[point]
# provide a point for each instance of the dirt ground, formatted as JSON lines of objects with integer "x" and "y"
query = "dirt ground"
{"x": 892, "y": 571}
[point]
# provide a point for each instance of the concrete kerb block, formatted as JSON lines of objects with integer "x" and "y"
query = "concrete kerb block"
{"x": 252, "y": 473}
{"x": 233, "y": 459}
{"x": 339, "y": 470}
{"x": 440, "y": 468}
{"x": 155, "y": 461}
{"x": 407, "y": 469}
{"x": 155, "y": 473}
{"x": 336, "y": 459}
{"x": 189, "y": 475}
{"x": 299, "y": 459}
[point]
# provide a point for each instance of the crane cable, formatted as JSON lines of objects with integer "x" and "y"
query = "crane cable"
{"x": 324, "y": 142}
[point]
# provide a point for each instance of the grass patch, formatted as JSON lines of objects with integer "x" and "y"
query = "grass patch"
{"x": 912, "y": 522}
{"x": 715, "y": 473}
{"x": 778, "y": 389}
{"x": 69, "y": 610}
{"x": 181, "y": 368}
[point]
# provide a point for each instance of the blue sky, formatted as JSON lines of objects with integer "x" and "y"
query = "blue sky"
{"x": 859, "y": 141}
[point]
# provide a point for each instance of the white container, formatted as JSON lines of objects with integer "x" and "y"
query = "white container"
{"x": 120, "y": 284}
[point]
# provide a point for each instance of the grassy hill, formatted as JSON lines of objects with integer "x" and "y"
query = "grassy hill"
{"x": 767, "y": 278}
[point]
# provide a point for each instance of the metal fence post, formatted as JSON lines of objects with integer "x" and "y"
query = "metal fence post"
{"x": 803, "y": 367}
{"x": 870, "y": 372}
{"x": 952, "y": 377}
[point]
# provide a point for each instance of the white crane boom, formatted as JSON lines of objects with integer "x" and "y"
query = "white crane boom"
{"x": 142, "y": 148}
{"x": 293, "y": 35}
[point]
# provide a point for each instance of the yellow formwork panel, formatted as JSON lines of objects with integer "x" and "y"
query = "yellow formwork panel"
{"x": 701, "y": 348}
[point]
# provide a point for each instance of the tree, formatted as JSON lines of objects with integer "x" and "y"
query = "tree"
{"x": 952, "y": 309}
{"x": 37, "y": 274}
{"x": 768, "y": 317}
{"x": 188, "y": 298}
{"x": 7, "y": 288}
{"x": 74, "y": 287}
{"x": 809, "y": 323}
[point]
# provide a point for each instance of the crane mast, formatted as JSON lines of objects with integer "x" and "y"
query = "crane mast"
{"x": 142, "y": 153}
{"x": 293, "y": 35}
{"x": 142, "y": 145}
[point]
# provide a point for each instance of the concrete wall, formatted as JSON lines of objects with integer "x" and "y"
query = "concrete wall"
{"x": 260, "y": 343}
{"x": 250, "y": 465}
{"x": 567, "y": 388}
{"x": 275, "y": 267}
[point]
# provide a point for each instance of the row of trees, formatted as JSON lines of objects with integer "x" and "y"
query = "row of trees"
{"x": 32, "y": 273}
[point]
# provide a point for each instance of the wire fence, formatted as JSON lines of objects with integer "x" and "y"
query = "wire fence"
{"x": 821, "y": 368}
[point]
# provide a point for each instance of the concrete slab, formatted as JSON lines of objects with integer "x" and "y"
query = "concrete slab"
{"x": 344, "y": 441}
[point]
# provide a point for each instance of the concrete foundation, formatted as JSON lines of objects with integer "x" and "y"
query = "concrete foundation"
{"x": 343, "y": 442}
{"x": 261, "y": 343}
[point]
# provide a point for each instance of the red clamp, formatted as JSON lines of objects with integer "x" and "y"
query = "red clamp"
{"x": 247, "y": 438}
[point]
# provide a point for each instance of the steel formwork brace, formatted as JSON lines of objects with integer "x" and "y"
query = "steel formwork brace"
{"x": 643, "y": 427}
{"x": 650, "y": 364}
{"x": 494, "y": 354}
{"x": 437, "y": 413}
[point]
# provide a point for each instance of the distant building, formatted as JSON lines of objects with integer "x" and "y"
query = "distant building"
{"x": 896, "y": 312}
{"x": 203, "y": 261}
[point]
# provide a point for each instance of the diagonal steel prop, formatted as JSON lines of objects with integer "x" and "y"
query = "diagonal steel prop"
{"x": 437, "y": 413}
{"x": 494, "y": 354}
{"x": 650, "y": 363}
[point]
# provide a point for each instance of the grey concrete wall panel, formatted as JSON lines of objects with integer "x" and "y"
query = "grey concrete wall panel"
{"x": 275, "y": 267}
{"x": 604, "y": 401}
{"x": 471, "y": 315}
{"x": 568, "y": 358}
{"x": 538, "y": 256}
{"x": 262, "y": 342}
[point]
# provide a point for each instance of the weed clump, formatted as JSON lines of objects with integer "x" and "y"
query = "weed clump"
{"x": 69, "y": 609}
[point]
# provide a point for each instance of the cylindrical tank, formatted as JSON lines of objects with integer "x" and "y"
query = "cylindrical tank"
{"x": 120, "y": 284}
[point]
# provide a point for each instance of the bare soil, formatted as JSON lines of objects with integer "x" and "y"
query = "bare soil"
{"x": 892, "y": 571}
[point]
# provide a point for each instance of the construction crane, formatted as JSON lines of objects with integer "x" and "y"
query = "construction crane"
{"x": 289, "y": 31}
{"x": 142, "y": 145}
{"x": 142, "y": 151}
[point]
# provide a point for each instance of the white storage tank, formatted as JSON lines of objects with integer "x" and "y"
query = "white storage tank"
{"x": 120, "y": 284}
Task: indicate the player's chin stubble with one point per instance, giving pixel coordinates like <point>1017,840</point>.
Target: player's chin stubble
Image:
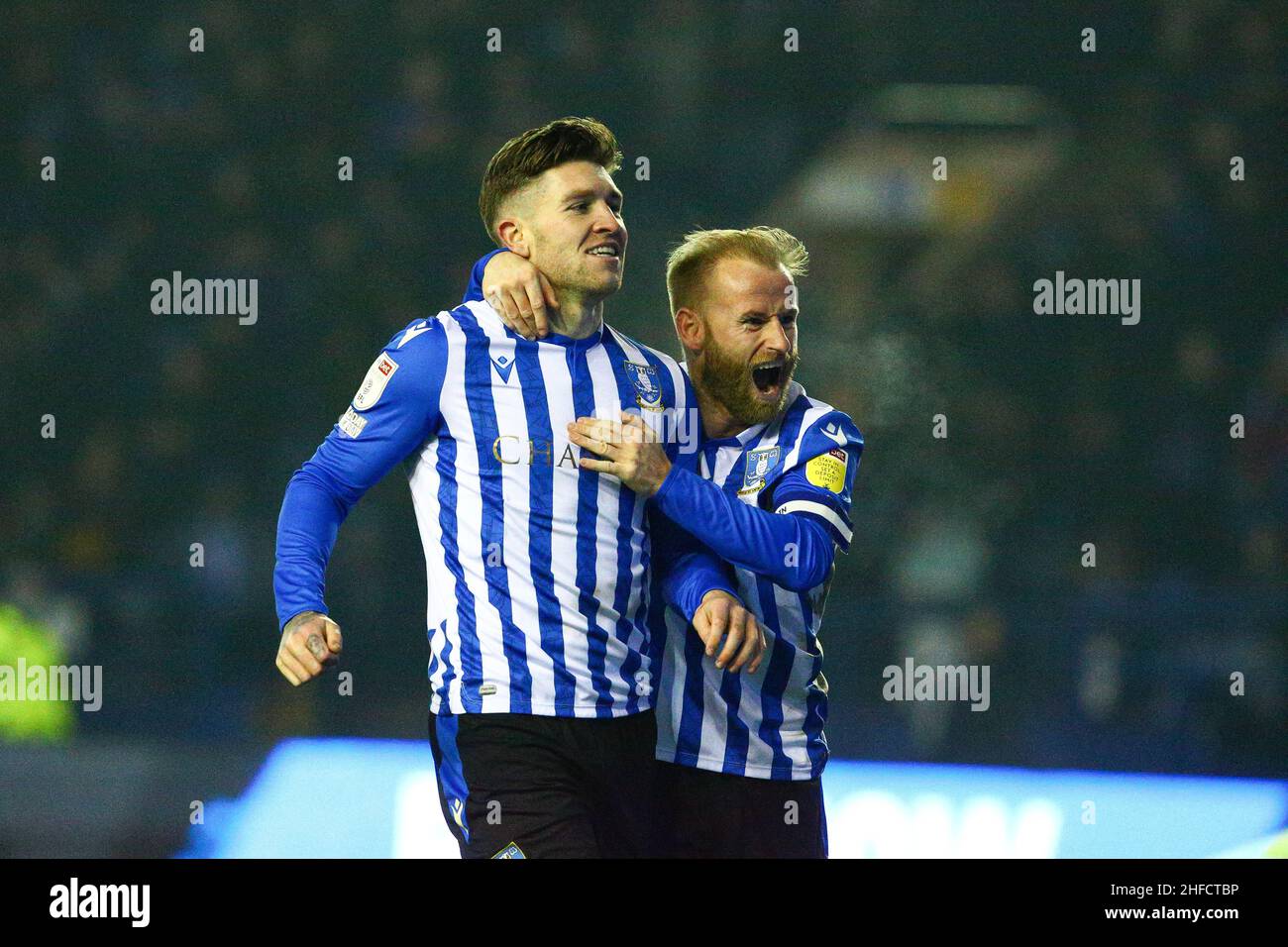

______________________________

→ **AIM**: Collect every line in the rows above that contains the string "chin", and copy each of those lines in full.

→ **WRITTEN REPLY**:
Task: indicate the player's chin stubble with one point per instance, giving pixel coordinates like <point>1017,840</point>.
Target: player's chin stubble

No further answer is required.